• **WORK TO BE COMPLETED**
Turn the stretch of the material that opens with the line containing "Each <instance> block" and closes with the line containing "142L539 150L529 153ZM578" into a numbered list, with both of those lines included and blank lines dropped.

• **RECORDS FOR THE TASK**
☆ ☆ ☆ ☆ ☆ ☆ ☆

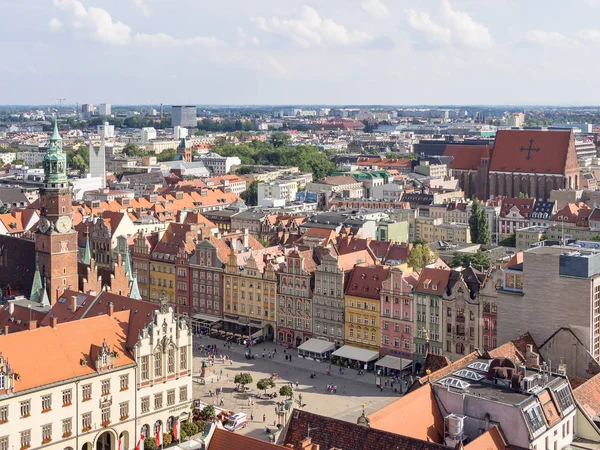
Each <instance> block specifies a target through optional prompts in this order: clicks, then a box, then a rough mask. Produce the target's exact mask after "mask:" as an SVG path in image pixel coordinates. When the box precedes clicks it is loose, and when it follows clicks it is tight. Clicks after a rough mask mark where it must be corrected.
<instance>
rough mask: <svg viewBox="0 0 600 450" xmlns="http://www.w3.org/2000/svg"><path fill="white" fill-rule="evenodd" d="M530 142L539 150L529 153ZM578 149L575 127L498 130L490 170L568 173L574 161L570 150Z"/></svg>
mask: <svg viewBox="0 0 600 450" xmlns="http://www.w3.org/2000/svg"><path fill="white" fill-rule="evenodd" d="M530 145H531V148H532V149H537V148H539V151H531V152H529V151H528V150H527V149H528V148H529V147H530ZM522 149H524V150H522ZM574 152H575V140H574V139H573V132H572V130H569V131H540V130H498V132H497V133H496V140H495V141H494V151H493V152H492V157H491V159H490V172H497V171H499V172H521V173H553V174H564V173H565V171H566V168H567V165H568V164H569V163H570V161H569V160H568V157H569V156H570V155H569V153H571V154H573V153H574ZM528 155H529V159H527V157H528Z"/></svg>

☆ ☆ ☆ ☆ ☆ ☆ ☆

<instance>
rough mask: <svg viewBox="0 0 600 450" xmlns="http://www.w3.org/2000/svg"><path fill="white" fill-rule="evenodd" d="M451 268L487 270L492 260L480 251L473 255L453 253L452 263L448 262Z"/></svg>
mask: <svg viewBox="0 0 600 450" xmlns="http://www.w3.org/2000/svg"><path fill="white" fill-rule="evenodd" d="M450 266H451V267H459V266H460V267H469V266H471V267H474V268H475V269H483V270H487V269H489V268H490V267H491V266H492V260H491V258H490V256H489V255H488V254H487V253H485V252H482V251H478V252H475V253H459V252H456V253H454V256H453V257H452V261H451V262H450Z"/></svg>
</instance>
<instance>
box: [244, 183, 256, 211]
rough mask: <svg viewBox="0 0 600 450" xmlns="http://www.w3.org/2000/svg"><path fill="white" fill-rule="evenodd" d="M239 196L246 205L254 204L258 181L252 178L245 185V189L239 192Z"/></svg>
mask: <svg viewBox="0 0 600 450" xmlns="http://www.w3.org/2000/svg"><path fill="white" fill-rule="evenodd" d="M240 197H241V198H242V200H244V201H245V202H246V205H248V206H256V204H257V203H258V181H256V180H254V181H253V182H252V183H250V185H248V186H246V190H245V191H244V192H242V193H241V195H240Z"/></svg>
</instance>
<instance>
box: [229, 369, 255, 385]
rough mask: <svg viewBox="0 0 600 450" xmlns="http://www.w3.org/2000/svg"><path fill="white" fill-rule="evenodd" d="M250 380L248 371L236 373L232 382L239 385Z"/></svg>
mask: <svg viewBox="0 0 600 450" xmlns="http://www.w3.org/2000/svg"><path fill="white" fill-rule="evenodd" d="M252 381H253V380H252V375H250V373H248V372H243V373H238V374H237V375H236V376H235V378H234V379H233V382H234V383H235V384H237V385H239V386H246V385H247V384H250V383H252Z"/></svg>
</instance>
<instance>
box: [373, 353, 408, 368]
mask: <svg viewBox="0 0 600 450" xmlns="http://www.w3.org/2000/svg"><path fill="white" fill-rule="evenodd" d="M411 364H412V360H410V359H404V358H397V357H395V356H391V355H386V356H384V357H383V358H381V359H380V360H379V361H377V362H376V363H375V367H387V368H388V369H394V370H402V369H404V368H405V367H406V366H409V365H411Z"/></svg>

☆ ☆ ☆ ☆ ☆ ☆ ☆

• **YOUR RESPONSE**
1. Each <instance> block specifies a target through optional prompts in this order: clicks, then a box, then a rough mask. Produce the target's exact mask after "mask:" as an SVG path in image pixel coordinates. When the box precedes clicks it is loose, and when it follows clicks it is tight. Clicks after a rough mask mark where it must be corrected.
2. <instance>
3. rough mask: <svg viewBox="0 0 600 450" xmlns="http://www.w3.org/2000/svg"><path fill="white" fill-rule="evenodd" d="M530 142L539 150L529 153ZM578 149L575 127L498 130L490 170L568 173L574 161L570 150Z"/></svg>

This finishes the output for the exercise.